__Objective__
Rewrite the listing below, substituting "tomato cube" for "diced tomato piece" and leaving every other word and point as it stands. Omit the picture from your version.

** Begin Given records **

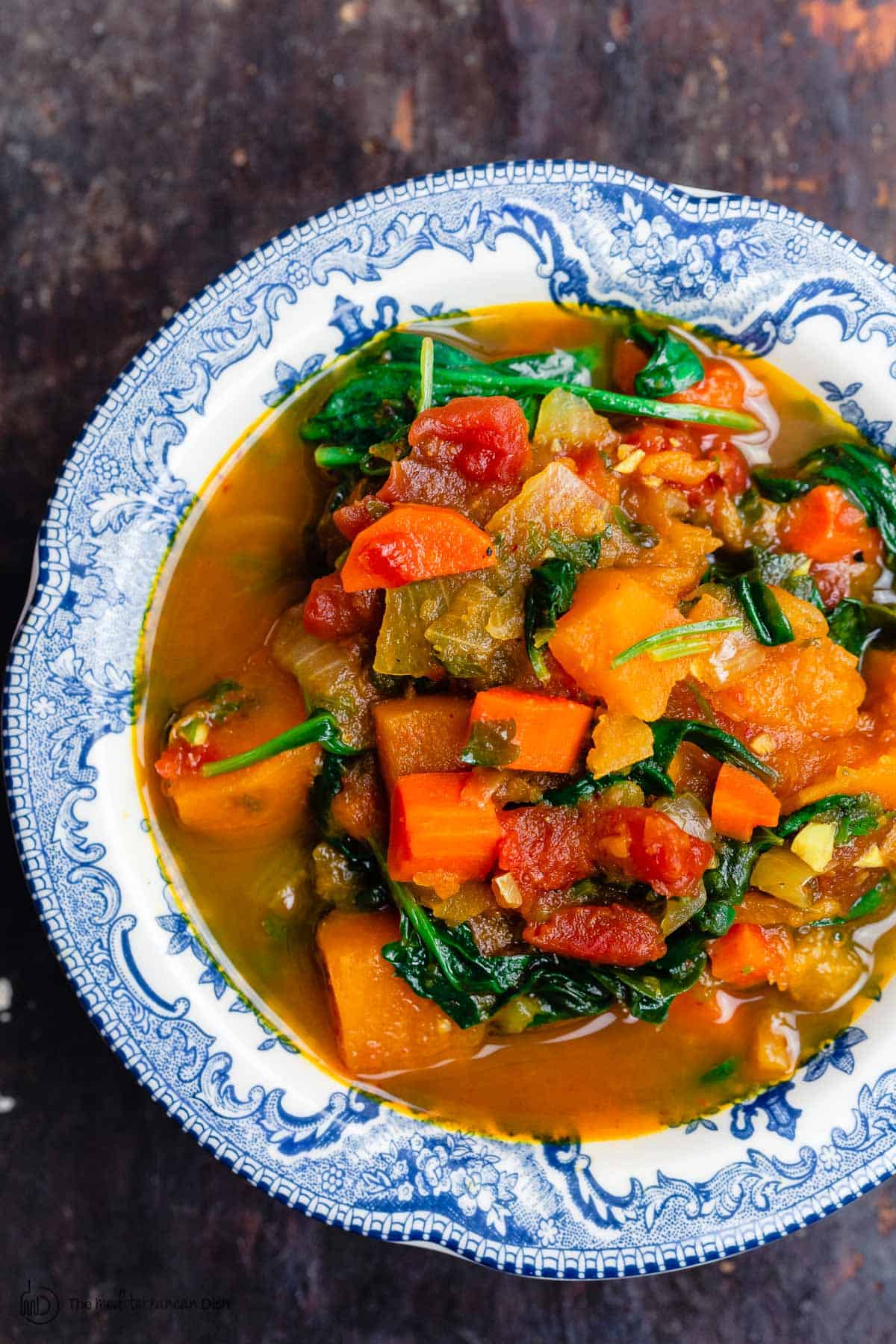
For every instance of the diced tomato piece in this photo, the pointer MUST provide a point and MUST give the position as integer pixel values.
(546, 847)
(359, 808)
(657, 437)
(591, 467)
(489, 436)
(731, 473)
(750, 954)
(650, 847)
(827, 526)
(722, 388)
(181, 759)
(331, 613)
(354, 517)
(609, 936)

** End Given records **

__The result__
For every instance of the tomato cube in this photo, the pointer MUST provide a point and MUST give the position as integer pixel values.
(546, 847)
(359, 808)
(657, 437)
(591, 467)
(489, 436)
(731, 473)
(750, 954)
(650, 847)
(827, 526)
(722, 388)
(181, 759)
(331, 613)
(354, 517)
(609, 936)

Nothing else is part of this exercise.